*** GIVEN DATA Section Begins ***

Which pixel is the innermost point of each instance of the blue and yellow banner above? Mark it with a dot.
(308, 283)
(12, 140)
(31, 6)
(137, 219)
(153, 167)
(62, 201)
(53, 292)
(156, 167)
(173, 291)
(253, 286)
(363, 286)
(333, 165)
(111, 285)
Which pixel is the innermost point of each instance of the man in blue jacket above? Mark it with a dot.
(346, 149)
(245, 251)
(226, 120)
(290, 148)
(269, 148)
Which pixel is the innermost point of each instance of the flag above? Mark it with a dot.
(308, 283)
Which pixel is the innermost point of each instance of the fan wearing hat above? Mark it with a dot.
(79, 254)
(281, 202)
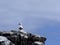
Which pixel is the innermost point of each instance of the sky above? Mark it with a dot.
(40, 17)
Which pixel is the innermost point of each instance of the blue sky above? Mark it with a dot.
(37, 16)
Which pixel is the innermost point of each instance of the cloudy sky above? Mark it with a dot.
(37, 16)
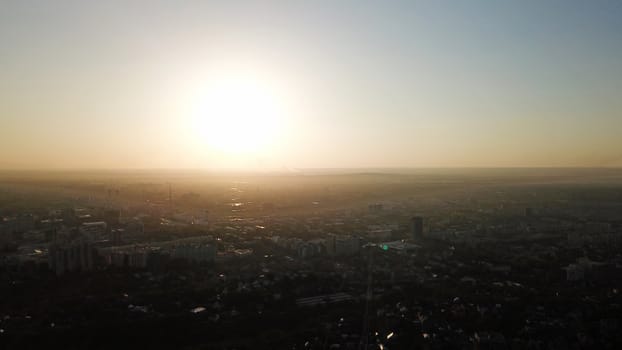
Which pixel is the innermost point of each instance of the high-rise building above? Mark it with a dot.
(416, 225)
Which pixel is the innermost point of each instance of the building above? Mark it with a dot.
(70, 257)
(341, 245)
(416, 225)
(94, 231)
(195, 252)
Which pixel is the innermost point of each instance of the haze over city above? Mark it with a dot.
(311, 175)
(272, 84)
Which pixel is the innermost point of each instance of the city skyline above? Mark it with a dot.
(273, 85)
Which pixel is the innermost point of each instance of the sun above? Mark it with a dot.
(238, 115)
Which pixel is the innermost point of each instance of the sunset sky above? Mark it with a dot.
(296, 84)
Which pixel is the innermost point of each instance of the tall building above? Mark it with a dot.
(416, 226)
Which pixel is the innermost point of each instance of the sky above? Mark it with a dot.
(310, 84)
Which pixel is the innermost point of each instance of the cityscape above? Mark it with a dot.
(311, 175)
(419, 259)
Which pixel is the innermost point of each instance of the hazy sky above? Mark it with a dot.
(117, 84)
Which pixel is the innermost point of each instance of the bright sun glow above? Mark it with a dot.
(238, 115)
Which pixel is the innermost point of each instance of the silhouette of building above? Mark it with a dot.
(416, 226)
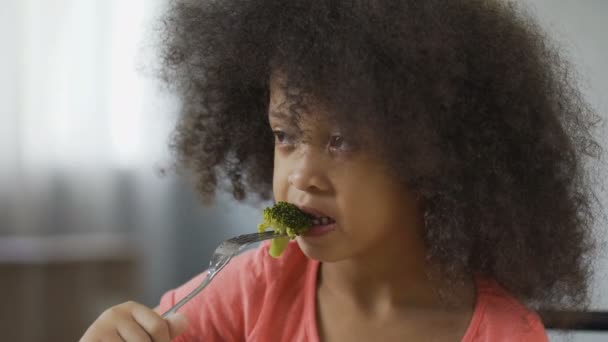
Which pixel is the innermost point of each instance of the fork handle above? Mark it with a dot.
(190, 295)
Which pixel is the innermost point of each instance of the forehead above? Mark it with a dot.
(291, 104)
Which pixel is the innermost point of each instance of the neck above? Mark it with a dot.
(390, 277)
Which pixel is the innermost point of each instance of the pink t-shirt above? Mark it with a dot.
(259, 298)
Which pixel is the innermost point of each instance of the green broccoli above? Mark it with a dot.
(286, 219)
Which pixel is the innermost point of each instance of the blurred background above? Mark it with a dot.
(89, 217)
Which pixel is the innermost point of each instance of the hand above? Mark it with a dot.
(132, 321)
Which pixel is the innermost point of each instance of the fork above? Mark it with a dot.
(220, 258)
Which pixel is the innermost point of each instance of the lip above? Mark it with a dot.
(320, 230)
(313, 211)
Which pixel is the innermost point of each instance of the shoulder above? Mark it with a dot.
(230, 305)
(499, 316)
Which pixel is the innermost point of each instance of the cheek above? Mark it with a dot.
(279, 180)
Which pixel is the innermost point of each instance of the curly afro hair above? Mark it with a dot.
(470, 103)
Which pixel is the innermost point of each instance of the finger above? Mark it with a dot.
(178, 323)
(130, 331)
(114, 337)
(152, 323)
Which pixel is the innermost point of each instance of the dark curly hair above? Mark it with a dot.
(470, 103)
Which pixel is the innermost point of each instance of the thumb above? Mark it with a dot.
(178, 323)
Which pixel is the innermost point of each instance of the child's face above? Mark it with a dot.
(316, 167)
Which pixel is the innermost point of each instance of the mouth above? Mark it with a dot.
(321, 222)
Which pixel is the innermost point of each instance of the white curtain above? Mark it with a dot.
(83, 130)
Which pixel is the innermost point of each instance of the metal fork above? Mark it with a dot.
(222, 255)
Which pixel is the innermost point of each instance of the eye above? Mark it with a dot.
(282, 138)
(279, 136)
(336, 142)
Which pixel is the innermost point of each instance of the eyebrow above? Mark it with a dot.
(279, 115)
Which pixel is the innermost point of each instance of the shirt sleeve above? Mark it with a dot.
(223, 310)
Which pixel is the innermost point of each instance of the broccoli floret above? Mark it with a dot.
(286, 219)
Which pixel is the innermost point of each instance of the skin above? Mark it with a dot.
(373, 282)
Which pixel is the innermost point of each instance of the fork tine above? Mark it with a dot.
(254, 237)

*** GIVEN DATA Section Ends ***
*** GIVEN DATA Section Begins ***

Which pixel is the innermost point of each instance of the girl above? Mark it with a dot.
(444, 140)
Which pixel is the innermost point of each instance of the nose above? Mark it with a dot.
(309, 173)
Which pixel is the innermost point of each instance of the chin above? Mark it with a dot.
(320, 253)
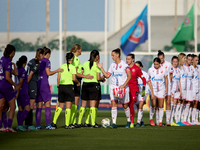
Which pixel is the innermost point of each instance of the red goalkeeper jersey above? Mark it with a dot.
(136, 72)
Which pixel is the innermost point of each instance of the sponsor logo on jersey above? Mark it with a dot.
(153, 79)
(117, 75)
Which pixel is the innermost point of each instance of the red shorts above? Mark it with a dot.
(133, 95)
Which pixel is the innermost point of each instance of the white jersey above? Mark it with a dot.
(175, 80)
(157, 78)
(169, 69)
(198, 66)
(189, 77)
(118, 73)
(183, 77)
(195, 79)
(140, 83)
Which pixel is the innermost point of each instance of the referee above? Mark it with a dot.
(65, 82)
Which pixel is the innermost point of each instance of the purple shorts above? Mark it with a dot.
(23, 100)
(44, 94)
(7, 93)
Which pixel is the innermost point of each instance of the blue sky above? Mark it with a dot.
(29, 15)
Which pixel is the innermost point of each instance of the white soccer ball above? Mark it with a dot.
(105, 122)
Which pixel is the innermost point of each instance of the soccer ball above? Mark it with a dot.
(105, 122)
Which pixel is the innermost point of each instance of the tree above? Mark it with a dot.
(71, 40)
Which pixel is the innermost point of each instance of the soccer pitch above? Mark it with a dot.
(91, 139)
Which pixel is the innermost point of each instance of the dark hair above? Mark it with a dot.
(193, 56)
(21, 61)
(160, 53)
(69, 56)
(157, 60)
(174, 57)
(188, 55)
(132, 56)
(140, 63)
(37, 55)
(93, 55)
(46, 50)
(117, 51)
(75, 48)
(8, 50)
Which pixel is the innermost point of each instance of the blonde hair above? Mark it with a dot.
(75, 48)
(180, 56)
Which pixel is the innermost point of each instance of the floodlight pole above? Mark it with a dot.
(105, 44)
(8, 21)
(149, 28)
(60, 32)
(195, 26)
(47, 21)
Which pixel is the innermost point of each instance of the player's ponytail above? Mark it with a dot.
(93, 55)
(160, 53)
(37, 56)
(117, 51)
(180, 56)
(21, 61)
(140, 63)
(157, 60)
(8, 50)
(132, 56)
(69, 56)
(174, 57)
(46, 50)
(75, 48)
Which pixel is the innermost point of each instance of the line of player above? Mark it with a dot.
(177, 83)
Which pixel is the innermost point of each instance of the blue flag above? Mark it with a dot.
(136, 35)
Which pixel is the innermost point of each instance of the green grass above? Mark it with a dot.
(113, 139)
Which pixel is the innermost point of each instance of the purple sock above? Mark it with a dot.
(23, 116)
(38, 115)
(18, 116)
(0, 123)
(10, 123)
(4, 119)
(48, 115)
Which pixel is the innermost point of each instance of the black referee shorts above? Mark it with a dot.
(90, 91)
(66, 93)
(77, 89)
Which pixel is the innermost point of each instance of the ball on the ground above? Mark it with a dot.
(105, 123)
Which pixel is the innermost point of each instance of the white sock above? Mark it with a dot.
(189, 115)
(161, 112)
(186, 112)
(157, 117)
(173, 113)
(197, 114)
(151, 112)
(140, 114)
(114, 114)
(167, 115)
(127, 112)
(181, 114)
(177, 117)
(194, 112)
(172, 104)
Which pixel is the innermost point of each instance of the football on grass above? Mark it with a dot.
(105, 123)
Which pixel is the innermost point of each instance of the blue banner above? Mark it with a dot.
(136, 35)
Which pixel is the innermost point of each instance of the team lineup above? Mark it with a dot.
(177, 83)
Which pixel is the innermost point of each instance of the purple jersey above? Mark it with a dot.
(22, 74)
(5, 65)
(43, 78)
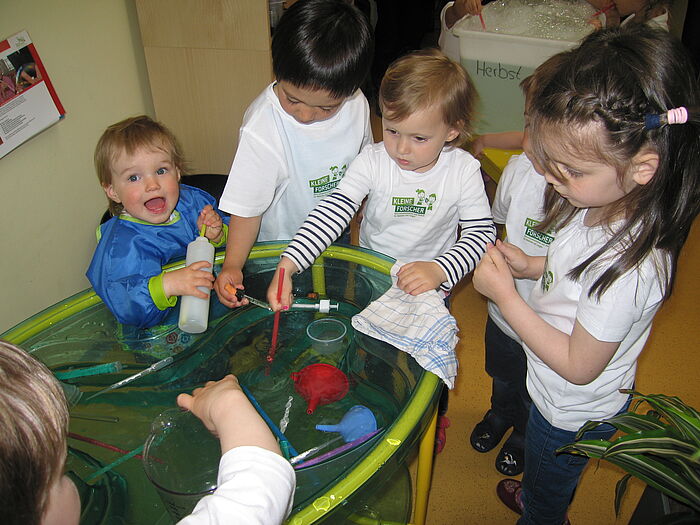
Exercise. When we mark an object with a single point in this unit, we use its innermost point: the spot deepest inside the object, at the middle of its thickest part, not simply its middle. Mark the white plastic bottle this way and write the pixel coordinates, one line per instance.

*** GIVEN DATA Section Ends ***
*** GIVEN DATA Section Begins ***

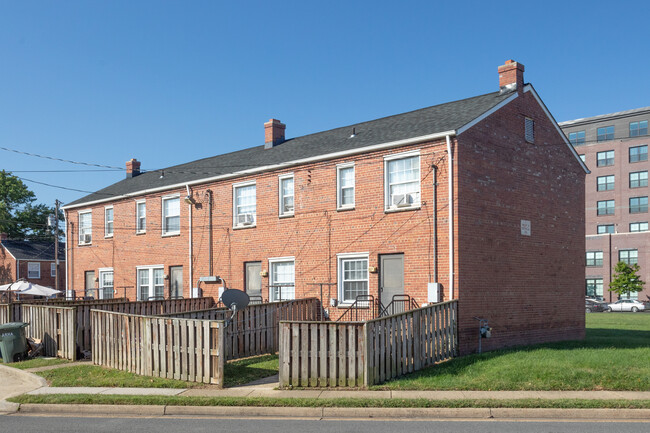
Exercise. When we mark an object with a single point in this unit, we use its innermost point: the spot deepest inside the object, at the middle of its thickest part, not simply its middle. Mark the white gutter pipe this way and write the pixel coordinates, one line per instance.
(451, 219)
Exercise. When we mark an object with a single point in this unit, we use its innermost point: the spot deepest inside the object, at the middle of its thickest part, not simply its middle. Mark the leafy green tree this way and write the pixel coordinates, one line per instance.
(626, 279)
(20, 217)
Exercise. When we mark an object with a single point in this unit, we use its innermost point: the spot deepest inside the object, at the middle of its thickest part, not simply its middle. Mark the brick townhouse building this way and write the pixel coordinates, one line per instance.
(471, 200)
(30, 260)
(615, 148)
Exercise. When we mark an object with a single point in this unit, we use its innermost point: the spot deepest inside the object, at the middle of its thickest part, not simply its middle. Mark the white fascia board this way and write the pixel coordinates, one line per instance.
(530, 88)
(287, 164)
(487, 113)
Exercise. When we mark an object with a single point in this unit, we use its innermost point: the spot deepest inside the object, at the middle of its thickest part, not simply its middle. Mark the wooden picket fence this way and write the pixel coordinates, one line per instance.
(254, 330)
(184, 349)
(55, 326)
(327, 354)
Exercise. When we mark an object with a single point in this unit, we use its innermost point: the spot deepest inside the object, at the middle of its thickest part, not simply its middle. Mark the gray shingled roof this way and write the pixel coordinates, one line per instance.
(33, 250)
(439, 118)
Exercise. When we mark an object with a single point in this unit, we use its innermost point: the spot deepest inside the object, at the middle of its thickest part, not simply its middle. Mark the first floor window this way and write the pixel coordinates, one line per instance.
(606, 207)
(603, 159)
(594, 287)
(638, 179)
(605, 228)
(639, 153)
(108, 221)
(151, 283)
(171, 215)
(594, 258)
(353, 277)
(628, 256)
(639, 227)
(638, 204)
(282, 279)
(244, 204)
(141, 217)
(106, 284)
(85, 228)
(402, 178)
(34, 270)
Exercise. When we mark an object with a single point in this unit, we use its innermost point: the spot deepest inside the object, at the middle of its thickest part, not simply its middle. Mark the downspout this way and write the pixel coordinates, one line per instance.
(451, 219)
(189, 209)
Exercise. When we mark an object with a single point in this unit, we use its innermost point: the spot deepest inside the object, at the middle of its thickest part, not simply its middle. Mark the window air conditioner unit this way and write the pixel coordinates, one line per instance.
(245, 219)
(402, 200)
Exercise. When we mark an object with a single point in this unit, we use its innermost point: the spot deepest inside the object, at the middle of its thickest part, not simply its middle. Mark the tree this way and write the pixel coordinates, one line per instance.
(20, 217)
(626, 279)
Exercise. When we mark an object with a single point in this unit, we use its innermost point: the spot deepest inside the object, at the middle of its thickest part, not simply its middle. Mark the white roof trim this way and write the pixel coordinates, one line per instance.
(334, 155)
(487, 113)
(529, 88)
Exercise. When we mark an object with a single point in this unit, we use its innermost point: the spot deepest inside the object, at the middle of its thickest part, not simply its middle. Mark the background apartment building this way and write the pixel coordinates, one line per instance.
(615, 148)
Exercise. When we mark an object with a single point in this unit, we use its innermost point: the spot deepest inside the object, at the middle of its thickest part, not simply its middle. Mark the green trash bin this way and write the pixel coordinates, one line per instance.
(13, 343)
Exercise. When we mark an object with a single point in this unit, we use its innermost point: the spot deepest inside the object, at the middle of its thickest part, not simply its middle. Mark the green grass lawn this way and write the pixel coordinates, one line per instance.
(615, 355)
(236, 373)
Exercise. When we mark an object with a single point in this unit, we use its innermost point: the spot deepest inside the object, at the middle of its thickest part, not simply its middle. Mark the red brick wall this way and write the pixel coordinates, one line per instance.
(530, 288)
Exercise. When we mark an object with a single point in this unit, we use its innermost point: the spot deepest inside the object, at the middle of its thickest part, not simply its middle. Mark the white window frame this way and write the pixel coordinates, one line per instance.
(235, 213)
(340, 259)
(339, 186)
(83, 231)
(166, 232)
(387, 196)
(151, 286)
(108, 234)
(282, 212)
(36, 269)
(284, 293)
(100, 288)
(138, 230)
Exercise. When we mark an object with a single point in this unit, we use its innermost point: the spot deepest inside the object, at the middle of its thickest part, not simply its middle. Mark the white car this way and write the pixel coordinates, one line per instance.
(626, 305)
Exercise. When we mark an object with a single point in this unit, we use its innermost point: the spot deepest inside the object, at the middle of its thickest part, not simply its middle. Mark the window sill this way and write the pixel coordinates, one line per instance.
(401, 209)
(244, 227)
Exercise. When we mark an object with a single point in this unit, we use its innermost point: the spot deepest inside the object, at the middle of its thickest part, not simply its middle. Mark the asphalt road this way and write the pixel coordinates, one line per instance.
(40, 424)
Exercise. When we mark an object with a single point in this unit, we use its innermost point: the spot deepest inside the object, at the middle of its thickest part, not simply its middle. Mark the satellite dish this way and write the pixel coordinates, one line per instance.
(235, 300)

*** GIVEN DATA Section Ends ***

With the pictures omitted, copy exactly the lines of the listing above starting at the line containing "lineup above? Mark it with a dot." and ending at the line containing "the white plastic", both included.

Which pixel is the innermost point of each instance of the team lineup above? Mark it with a dot.
(177, 83)
Which pixel is the innermost point of each instance of the purple jersey above? Mark it with a dot.
(22, 74)
(5, 65)
(43, 78)
Exercise. When we mark an object with a single point in this unit, we use its innermost point: the spot deepest inside the object, at the middle of its thickest part, not simply its middle. Mark the white plastic bottle this way and write the pixel coordinates, one line per instance.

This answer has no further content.